> _AIM OF THE EXERCISE_
The entries below must be copied exactly as they are.

##### LISTED ENTRIES #####

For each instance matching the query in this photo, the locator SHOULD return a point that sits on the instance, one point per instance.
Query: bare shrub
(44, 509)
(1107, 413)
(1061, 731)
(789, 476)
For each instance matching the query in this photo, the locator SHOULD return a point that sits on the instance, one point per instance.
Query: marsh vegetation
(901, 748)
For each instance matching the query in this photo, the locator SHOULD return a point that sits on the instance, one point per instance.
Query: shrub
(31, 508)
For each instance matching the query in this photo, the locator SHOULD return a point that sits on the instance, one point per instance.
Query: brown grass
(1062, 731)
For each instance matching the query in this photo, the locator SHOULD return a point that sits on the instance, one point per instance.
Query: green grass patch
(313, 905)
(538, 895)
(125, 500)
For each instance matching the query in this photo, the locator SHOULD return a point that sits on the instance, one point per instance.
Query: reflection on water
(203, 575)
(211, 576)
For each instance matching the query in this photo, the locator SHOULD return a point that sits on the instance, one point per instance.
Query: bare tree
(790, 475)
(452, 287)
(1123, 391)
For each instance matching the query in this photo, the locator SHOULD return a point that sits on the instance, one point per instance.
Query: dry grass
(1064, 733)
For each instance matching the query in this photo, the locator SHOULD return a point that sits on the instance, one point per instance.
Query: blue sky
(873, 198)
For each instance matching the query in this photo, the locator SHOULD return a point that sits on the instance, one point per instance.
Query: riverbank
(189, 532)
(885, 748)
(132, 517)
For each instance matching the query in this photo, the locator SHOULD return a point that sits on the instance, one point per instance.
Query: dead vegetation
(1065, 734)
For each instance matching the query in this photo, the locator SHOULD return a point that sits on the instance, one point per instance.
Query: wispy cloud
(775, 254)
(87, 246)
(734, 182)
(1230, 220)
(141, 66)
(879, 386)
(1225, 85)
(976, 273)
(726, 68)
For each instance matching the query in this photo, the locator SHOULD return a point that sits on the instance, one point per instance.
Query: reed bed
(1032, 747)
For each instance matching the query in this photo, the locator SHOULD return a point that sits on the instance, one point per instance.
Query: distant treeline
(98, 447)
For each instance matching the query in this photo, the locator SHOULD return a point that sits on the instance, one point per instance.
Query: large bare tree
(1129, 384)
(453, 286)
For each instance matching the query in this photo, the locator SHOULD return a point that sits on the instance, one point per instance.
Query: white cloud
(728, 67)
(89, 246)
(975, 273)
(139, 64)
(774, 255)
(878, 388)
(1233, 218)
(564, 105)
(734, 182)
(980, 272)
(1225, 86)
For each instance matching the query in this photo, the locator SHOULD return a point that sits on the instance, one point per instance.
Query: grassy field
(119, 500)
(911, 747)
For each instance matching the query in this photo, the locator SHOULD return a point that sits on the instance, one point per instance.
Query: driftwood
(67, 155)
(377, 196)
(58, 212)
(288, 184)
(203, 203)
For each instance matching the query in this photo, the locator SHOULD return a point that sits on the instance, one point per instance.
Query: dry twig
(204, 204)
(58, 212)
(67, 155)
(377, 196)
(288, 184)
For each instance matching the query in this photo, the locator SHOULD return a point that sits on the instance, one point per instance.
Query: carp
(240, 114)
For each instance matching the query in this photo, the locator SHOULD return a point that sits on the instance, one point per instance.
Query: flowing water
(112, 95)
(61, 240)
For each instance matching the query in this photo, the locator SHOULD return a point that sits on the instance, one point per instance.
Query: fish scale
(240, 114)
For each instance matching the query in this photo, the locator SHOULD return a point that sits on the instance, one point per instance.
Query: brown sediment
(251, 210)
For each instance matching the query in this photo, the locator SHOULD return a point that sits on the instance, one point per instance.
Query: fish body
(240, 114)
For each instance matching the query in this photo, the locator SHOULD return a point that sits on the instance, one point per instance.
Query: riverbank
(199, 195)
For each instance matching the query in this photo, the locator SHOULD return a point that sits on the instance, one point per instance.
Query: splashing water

#####

> _EXERCISE RESULT_
For each instance matching the query in this photo, the locator SHOULD return a point that sits on the instance, one point per instance.
Query: bare shrub
(44, 509)
(1107, 413)
(1061, 731)
(789, 476)
For each instance matching the query in this photo, the locator SHOULD return a point that sits on the instance, one point per instance.
Query: marsh vegetation
(901, 748)
For each instance matching the query in this photo, the locator SHOULD return a point that sits on the instance, one point per instance.
Query: shrub
(31, 508)
For each instance matching the query in this photo, the locator SHOULD return a point that sits on the instance, one point per instance.
Query: brown grass
(1062, 731)
For each instance matching the query in this photo, the locator SHOULD return a point that sits on the instance, one point per instance.
Query: green grass patch
(313, 905)
(538, 895)
(125, 500)
For each instance matching the query in this photo, the locator SHOULD return a point that sits on the instance, one point per instance.
Query: reflection on water
(203, 575)
(211, 576)
For each instance matching the query in this photo, the locator SHOULD return a point that sits on the instance, one point per instance.
Query: bare tree
(790, 475)
(452, 287)
(1123, 391)
For each instance matching the query in this photo, the locator SHOULD return a point that sits on the instance, one point per instance.
Query: dry grass
(1064, 733)
For each instance matching the query in this photo, the locator SHOULD return a point that sits on the instance, one point per instance.
Query: blue sky
(873, 198)
For each instance matching the query in this photo, the locator SHOULD return a point that sits on the instance, one point per instance.
Query: riverbank
(189, 532)
(885, 748)
(132, 517)
For each instance matching the query in this photo, the locator SHOULD return a point that sits on the instance, one point per instance.
Query: dead vegetation
(1065, 734)
For each instance matching the query in this photo, the locator SHOULD return a point that sits on the instance, one point per instance.
Query: wispy cloud
(775, 254)
(87, 246)
(734, 182)
(1230, 220)
(141, 66)
(879, 386)
(1225, 85)
(976, 273)
(726, 68)
For each instance matching the query in this photo, the locator SHOULD return a point that sits on the instance, one point per instance.
Query: reed bed
(1032, 747)
For each instance matching the query in this photo, the locator SHOULD return a point that sits on the instance, one point per instance.
Query: distant treeline
(98, 447)
For each instance matching the query in this photo, the locator SHOULD return a point that sits on the instance, one point per instance.
Query: large bare tree
(1129, 384)
(453, 286)
For each instance matching the query in this photo, the locator SHOULD return a point that sits on the instance, one point per instance.
Query: white cloud
(728, 67)
(89, 246)
(975, 273)
(139, 64)
(774, 255)
(878, 388)
(1233, 218)
(564, 105)
(734, 182)
(980, 272)
(1225, 86)
For each instance matching the query in this photo, the locator SHOULD return a point that sits on the instance, one point per instance.
Query: grassy field
(119, 500)
(911, 747)
For each instance matching the query in this photo, the locator SHOULD return a point that sits on the instance, one point per instance.
Query: driftwood
(67, 155)
(377, 196)
(58, 212)
(288, 184)
(203, 203)
For each instance matching the query in this photo, the locator SHOULD return a point that sits on the instance, one point per instance.
Query: dry twig
(204, 204)
(58, 212)
(67, 155)
(377, 196)
(288, 184)
For each instance matching the query in this photo, the locator SHOULD return a point that sits on the instance, one point per instance.
Query: carp
(240, 114)
For each instance matching the query in this photo, the locator SHOULD return a point that sits on the instance, one point per instance.
Query: flowing water
(112, 95)
(61, 240)
For each instance matching the query in this photo, the locator SHOULD return a point that sits on the instance, one point per instance.
Query: fish scale
(240, 114)
For each instance matching the query in this photo, the locator SHOULD return a point that sits on the instance, one point per instance.
Query: brown sediment
(251, 210)
For each instance matching the query in this photo, the locator SHOULD return a point that sits on the instance, one point per instance.
Query: fish body
(240, 114)
For each instance matching the query in this photo, the locator SHOULD return a point that sits on the instance, one point per instance.
Query: riverbank
(199, 195)
For each instance matching the query in this photo, the locator SHOULD return a point that sits on the instance, one point per instance.
Query: splashing water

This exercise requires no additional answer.